TO-DO ITEM – Give every entry again, exactly as it stands.

(DATASET RECORDS begins)

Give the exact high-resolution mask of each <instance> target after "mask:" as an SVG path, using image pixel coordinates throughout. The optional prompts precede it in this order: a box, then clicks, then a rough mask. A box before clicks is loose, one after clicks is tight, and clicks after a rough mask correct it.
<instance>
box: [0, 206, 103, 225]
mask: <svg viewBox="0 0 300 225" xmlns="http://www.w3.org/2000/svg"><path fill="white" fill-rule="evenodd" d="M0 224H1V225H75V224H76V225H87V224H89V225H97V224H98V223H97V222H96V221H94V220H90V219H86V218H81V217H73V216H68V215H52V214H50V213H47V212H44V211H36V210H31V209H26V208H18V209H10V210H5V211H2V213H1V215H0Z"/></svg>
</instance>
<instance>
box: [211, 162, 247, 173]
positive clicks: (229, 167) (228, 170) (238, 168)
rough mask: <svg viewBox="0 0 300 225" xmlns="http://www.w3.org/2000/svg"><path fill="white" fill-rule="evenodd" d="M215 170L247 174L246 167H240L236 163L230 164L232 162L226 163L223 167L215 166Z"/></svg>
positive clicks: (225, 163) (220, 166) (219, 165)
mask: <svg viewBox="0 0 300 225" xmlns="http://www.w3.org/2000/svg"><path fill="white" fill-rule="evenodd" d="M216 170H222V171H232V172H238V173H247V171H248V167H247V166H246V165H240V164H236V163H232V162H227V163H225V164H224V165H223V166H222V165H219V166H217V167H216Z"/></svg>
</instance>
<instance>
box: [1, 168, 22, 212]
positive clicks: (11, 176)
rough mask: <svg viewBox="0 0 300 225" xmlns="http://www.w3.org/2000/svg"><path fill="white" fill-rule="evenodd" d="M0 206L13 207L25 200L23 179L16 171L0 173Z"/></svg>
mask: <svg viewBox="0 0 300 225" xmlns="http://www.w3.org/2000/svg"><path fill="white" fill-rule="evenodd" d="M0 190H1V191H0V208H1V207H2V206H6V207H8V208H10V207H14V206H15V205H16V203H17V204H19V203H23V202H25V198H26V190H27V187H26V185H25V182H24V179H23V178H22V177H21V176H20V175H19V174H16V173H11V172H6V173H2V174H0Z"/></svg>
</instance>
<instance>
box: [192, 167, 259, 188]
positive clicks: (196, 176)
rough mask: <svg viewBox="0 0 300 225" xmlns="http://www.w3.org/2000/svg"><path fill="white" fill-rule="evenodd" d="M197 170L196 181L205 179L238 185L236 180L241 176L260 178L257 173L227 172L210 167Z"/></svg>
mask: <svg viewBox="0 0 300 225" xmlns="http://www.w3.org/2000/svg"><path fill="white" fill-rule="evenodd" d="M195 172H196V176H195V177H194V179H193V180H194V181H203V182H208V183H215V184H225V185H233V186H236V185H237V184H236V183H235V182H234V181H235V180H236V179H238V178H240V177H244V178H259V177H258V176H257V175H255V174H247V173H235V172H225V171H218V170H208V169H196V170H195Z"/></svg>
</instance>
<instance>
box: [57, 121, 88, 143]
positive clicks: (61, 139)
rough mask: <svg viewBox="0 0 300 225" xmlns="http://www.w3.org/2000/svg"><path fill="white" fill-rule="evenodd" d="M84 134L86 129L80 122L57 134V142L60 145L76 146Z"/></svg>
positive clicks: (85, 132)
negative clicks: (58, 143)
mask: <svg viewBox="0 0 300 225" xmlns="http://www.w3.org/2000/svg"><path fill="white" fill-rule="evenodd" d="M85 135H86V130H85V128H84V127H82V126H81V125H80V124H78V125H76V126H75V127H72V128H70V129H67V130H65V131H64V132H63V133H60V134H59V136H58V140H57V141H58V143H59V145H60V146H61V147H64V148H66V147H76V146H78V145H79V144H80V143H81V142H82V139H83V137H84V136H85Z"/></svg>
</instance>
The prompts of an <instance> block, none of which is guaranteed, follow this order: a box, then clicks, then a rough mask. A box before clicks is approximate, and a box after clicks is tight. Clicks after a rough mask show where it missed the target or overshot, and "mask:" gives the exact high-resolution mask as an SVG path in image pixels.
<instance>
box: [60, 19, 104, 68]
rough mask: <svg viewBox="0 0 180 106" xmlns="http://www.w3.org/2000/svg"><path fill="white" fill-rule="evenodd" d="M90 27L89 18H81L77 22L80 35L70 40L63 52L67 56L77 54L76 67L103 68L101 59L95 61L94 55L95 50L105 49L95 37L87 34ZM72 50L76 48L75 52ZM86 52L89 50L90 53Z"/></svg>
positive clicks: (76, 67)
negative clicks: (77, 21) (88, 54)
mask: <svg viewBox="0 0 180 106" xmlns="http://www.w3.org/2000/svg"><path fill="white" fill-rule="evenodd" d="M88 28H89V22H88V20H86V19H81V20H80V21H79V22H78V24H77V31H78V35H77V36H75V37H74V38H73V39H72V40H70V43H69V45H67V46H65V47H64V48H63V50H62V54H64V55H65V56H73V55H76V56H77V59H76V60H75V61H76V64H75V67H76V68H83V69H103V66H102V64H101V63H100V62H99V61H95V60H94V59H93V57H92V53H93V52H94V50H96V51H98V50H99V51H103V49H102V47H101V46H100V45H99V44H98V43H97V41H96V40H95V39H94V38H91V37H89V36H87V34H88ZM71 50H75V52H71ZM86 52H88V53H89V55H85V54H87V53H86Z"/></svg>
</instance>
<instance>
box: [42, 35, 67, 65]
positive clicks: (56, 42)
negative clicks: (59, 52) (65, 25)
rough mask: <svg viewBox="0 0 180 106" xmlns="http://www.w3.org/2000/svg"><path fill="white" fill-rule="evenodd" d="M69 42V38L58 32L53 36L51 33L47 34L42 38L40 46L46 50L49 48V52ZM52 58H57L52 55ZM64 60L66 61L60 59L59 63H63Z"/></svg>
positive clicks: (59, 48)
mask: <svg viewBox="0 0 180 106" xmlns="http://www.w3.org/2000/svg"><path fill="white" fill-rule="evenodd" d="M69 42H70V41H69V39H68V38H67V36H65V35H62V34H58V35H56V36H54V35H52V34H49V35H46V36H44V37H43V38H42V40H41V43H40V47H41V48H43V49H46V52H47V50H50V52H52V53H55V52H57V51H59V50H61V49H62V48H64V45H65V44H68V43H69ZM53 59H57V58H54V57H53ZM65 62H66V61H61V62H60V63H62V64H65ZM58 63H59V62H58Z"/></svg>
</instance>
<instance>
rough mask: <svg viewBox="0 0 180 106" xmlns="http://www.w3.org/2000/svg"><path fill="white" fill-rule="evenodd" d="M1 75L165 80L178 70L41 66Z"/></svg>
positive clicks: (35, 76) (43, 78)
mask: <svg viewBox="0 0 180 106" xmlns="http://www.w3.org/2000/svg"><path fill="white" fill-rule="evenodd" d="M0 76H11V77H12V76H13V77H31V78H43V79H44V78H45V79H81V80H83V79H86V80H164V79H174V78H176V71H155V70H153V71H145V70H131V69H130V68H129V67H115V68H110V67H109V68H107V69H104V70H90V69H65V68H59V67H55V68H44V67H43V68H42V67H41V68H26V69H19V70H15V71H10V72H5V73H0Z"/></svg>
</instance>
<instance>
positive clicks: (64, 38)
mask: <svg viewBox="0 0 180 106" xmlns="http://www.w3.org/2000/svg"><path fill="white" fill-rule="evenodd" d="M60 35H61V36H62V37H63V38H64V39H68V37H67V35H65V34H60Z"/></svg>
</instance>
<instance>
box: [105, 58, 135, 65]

(DATASET RECORDS ends)

ANSWER FOR THE TASK –
Give the exact high-resolution mask of each <instance> target after "mask:" as an SVG path, using image pixel coordinates throughout. The optional prompts precede it in this order: a box, then clicks, then a rough mask. A box before clicks is loose, one after clicks is tight, and clicks after a rough mask correct it.
<instance>
box: [0, 206, 103, 225]
mask: <svg viewBox="0 0 300 225" xmlns="http://www.w3.org/2000/svg"><path fill="white" fill-rule="evenodd" d="M0 224H1V225H75V224H76V225H87V224H89V225H97V224H98V223H97V222H96V221H94V220H90V219H86V218H81V217H73V216H68V215H52V214H50V213H47V212H44V211H36V210H31V209H26V208H18V209H10V210H5V211H2V213H1V215H0Z"/></svg>
</instance>
<instance>
box: [211, 162, 247, 173]
positive clicks: (229, 167) (228, 170) (238, 168)
rough mask: <svg viewBox="0 0 300 225" xmlns="http://www.w3.org/2000/svg"><path fill="white" fill-rule="evenodd" d="M215 170L247 174L246 167H240L236 163L230 164L232 162L226 163L223 167L215 166Z"/></svg>
positive clicks: (225, 163) (220, 166) (219, 165)
mask: <svg viewBox="0 0 300 225" xmlns="http://www.w3.org/2000/svg"><path fill="white" fill-rule="evenodd" d="M216 170H222V171H232V172H238V173H247V171H248V167H247V166H246V165H240V164H236V163H232V162H227V163H225V164H224V165H223V166H222V165H219V166H217V167H216Z"/></svg>
</instance>
<instance>
box: [1, 168, 22, 212]
positive clicks: (11, 176)
rough mask: <svg viewBox="0 0 300 225" xmlns="http://www.w3.org/2000/svg"><path fill="white" fill-rule="evenodd" d="M0 206L13 207L25 200L23 179L16 171L0 173Z"/></svg>
mask: <svg viewBox="0 0 300 225" xmlns="http://www.w3.org/2000/svg"><path fill="white" fill-rule="evenodd" d="M0 190H1V191H0V208H1V207H2V206H6V207H8V208H10V207H14V206H15V205H16V203H17V204H19V203H23V202H25V198H26V190H27V187H26V185H25V182H24V179H23V178H22V177H21V176H20V175H19V174H16V173H11V172H6V173H2V174H0Z"/></svg>
</instance>
<instance>
box: [192, 167, 259, 188]
positive clicks: (196, 176)
rough mask: <svg viewBox="0 0 300 225" xmlns="http://www.w3.org/2000/svg"><path fill="white" fill-rule="evenodd" d="M197 170L196 181L205 179L238 185L236 180L241 176L260 178L257 173L227 172L210 167Z"/></svg>
mask: <svg viewBox="0 0 300 225" xmlns="http://www.w3.org/2000/svg"><path fill="white" fill-rule="evenodd" d="M195 172H196V176H195V177H194V179H193V180H194V181H203V182H208V183H215V184H225V185H233V186H236V185H237V184H236V183H235V182H234V181H235V180H236V179H238V178H240V177H244V178H259V177H258V176H257V175H255V174H247V173H235V172H225V171H218V170H208V169H196V170H195Z"/></svg>
</instance>
<instance>
box: [57, 121, 88, 143]
positive clicks: (61, 139)
rough mask: <svg viewBox="0 0 300 225" xmlns="http://www.w3.org/2000/svg"><path fill="white" fill-rule="evenodd" d="M84 134L86 129L80 122L57 134V142L60 145L76 146Z"/></svg>
positive clicks: (85, 132)
negative clicks: (58, 143)
mask: <svg viewBox="0 0 300 225" xmlns="http://www.w3.org/2000/svg"><path fill="white" fill-rule="evenodd" d="M85 135H86V130H85V128H84V127H82V126H81V125H80V124H78V125H76V126H75V127H72V128H70V129H67V130H65V131H64V132H63V133H60V134H59V136H58V140H57V141H58V143H59V145H60V146H61V147H64V148H66V147H76V146H78V145H79V144H80V143H81V142H82V139H83V137H84V136H85Z"/></svg>
</instance>
The prompts of an <instance> block, none of which is guaranteed, follow this order: a box, then clicks, then a rough mask. A box before clicks is approximate, and a box after clicks is tight. Clicks after a rough mask show where it missed the target or overshot, and "mask:" gives the exact high-resolution mask as an SVG path in image pixels.
<instance>
box: [60, 19, 104, 68]
rough mask: <svg viewBox="0 0 180 106" xmlns="http://www.w3.org/2000/svg"><path fill="white" fill-rule="evenodd" d="M90 27L89 18H81L77 22L80 35L70 40L63 52L67 56L77 54L76 67L103 68L101 59L95 61L94 55L95 50L105 49L95 37L87 34ZM72 50L76 48L75 52ZM86 52L89 50L90 53Z"/></svg>
positive clicks: (76, 67)
negative clicks: (77, 21) (88, 54)
mask: <svg viewBox="0 0 180 106" xmlns="http://www.w3.org/2000/svg"><path fill="white" fill-rule="evenodd" d="M88 28H89V22H88V20H86V19H81V20H80V21H79V22H78V24H77V31H78V35H77V36H75V37H74V38H73V39H72V40H70V43H69V45H67V46H65V47H64V48H63V50H62V54H64V55H65V56H73V55H76V56H77V59H76V60H75V61H76V64H75V67H76V68H83V69H103V66H102V64H101V63H100V62H99V61H95V60H94V59H93V57H92V53H93V52H94V50H96V51H98V50H99V51H103V49H102V47H101V46H100V45H99V44H98V43H97V41H96V40H95V39H94V38H91V37H89V36H87V34H88ZM71 50H75V52H71ZM86 52H88V53H89V55H85V54H87V53H86Z"/></svg>
</instance>
<instance>
box: [42, 35, 67, 65]
positive clicks: (56, 42)
negative clicks: (59, 52) (65, 25)
rough mask: <svg viewBox="0 0 180 106" xmlns="http://www.w3.org/2000/svg"><path fill="white" fill-rule="evenodd" d="M69 42V38L58 32L53 36L51 33L47 34L42 38L40 46L46 50L49 48V52ZM52 58H57L52 55ZM64 60L66 61L60 59L59 63H63Z"/></svg>
positive clicks: (59, 48)
mask: <svg viewBox="0 0 180 106" xmlns="http://www.w3.org/2000/svg"><path fill="white" fill-rule="evenodd" d="M69 42H70V41H69V39H68V38H67V36H65V35H62V34H58V35H56V36H54V35H52V34H49V35H46V36H44V37H43V38H42V40H41V43H40V47H41V48H43V49H46V52H47V50H50V52H52V53H55V52H57V51H59V50H61V49H62V48H64V45H65V44H68V43H69ZM53 59H57V58H54V57H53ZM65 62H66V61H61V62H60V63H62V64H65ZM58 63H59V62H58Z"/></svg>
</instance>
<instance>
rough mask: <svg viewBox="0 0 180 106" xmlns="http://www.w3.org/2000/svg"><path fill="white" fill-rule="evenodd" d="M1 75L165 80L178 70L41 66Z"/></svg>
positive clicks: (35, 76) (43, 78)
mask: <svg viewBox="0 0 180 106" xmlns="http://www.w3.org/2000/svg"><path fill="white" fill-rule="evenodd" d="M0 76H11V77H12V76H13V77H31V78H43V79H44V78H45V79H81V80H83V79H86V80H164V79H174V78H176V71H155V70H153V71H145V70H131V69H130V68H129V67H115V68H110V67H109V68H107V69H104V70H90V69H65V68H59V67H55V68H44V67H43V68H42V67H41V68H26V69H19V70H15V71H10V72H5V73H0Z"/></svg>
</instance>
<instance>
positive clicks: (64, 38)
mask: <svg viewBox="0 0 180 106" xmlns="http://www.w3.org/2000/svg"><path fill="white" fill-rule="evenodd" d="M60 35H61V36H62V37H63V38H64V39H68V37H67V35H65V34H60Z"/></svg>
</instance>
<instance>
box: [105, 58, 135, 65]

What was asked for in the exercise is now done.